TASK DIRECTIONS: Repeat exactly the lines from the one containing "path. Write the coordinates, one line per instance." through the last line of the records below, both included, and nothing else.
════════════════════
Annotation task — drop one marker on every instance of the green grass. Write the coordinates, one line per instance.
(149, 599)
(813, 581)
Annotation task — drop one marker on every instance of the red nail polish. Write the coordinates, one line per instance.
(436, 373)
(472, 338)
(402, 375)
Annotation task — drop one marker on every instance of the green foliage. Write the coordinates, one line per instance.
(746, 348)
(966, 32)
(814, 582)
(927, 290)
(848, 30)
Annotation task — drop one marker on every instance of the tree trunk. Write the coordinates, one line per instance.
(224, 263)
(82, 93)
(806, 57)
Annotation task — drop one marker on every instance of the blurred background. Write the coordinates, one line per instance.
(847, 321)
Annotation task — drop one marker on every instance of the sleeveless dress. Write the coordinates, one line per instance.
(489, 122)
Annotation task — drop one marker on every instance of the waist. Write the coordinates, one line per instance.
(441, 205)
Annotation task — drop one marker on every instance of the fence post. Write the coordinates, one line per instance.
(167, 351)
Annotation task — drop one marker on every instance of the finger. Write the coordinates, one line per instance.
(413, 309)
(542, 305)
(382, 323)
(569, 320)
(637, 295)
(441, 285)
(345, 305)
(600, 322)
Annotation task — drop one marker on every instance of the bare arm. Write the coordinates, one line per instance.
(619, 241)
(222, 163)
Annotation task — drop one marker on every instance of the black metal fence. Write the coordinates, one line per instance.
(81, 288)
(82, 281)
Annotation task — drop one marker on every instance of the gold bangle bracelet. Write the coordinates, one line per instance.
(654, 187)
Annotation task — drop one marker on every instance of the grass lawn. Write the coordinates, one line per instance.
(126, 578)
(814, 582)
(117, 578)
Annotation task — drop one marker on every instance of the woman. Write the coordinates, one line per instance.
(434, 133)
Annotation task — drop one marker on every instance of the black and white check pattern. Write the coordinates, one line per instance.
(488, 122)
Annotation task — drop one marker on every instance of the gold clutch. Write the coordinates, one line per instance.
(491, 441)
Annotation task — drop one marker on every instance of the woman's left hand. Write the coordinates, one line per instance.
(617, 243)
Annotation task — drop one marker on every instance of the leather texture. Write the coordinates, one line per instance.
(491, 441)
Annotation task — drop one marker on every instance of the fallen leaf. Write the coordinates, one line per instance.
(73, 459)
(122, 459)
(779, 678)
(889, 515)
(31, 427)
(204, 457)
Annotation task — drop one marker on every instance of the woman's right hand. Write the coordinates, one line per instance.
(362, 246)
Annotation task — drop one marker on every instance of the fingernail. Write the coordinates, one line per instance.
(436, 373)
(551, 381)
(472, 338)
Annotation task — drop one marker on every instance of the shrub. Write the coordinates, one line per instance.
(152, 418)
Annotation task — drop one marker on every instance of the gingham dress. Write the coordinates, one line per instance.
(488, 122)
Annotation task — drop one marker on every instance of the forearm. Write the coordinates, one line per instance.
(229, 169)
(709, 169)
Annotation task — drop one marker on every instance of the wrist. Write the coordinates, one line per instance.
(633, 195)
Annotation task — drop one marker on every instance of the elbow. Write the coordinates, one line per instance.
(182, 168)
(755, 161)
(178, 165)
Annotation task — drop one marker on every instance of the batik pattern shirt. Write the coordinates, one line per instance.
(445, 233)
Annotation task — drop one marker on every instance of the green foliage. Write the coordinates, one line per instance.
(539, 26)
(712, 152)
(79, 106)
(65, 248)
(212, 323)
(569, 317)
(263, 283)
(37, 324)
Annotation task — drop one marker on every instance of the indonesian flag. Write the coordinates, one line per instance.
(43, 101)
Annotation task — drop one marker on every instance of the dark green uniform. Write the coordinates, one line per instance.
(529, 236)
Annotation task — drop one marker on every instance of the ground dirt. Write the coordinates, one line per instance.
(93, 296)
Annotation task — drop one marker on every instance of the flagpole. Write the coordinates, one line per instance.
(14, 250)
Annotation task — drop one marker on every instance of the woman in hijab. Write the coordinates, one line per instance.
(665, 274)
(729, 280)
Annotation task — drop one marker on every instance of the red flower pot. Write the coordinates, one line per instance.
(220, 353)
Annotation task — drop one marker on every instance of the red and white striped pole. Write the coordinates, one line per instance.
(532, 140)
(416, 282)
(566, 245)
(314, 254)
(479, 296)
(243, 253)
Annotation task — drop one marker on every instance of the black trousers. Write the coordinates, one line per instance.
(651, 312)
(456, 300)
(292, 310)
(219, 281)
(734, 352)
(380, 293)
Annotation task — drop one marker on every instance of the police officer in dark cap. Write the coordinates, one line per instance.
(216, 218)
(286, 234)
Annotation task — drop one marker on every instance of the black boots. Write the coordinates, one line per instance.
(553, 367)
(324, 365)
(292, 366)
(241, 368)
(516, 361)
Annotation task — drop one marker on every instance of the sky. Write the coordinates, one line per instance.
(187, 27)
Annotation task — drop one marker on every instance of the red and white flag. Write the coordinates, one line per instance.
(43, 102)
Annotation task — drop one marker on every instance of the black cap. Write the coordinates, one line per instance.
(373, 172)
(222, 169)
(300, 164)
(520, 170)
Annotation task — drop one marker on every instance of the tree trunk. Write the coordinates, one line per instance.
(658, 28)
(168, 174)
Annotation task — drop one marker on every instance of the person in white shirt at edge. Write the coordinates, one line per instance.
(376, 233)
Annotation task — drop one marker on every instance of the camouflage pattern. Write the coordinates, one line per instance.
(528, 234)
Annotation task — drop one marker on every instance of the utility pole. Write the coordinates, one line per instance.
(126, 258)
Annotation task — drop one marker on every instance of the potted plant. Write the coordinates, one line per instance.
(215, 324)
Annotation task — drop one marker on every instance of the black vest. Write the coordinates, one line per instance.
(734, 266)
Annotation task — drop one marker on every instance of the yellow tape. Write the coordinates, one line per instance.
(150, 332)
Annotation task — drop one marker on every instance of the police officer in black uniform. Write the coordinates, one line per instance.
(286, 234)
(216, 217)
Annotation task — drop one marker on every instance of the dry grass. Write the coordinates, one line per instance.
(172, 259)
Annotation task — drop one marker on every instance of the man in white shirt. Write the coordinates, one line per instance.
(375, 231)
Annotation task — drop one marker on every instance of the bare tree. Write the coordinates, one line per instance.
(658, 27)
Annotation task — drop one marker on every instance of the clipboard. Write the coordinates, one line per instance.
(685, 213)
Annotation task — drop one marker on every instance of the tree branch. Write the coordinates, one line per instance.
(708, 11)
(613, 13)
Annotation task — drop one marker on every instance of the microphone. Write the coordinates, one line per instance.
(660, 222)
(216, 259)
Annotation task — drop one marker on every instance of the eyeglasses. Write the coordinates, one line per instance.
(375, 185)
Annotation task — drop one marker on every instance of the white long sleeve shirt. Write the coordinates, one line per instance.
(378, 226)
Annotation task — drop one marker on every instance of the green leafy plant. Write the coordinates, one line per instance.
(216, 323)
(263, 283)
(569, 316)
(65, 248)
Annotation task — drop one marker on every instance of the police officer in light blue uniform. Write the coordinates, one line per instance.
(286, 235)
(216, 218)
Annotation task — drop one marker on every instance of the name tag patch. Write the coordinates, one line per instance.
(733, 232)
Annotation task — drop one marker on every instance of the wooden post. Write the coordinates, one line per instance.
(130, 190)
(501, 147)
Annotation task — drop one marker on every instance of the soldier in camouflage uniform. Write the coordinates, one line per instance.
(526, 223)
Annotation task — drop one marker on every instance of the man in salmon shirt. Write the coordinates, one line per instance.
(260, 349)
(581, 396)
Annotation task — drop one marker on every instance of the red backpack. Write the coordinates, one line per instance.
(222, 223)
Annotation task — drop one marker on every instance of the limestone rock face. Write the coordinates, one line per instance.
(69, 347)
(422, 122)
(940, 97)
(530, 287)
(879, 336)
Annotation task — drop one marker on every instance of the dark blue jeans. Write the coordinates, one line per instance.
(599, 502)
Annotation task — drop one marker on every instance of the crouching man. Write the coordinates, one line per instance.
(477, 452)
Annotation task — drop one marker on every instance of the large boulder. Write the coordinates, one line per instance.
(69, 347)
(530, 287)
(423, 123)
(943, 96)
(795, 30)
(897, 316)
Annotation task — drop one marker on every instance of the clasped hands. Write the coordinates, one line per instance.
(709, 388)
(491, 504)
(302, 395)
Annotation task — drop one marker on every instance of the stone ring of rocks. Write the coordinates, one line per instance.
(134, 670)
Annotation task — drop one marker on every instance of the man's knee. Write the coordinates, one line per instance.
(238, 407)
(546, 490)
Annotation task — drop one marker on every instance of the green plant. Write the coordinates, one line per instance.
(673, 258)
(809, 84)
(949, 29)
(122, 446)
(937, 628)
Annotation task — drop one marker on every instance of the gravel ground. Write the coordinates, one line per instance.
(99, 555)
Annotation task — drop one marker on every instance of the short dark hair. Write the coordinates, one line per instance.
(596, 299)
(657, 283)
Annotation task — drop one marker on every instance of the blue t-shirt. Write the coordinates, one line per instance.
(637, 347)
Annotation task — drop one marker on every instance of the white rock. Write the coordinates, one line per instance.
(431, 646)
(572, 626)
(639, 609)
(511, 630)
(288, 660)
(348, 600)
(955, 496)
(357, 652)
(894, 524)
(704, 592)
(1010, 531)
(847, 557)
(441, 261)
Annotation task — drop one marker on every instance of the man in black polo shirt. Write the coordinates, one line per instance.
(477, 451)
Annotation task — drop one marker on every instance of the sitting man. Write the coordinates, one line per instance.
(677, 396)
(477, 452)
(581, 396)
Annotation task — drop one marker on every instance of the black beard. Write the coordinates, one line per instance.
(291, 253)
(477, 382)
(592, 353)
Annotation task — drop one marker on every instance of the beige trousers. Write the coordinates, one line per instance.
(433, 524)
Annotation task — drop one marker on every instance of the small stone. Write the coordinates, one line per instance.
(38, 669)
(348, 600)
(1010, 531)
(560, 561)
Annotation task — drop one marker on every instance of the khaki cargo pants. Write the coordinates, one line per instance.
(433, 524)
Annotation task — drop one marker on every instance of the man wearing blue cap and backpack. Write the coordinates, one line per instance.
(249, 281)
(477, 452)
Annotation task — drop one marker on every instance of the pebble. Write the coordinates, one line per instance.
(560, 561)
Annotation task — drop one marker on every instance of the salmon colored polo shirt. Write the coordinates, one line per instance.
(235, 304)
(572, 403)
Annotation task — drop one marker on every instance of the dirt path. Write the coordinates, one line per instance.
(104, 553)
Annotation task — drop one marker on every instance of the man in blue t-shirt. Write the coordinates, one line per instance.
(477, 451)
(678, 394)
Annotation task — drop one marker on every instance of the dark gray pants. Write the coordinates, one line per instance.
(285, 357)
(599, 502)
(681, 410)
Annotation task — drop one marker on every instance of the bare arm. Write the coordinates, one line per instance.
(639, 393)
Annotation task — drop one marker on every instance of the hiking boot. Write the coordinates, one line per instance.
════════════════════
EXPECTED OUTPUT:
Annotation task — drop one marker on every instance of the dirt path. Write the coordinates, one line per instance.
(104, 553)
Annotation task — drop one marker on every instance of the man in blue t-shirt. Write the coordinates, one line per instance.
(477, 451)
(678, 394)
Annotation task — drop one marker on every instance of the dark gray pants. Write the coordinates, one line per instance.
(285, 357)
(599, 502)
(681, 410)
Annotation task — drop one marker on every instance of the bare arm. Write the coordinates, one line per instance.
(639, 393)
Annotation task — drop one marker on every instance of the hiking boot. Write the coordinates, one line per instance.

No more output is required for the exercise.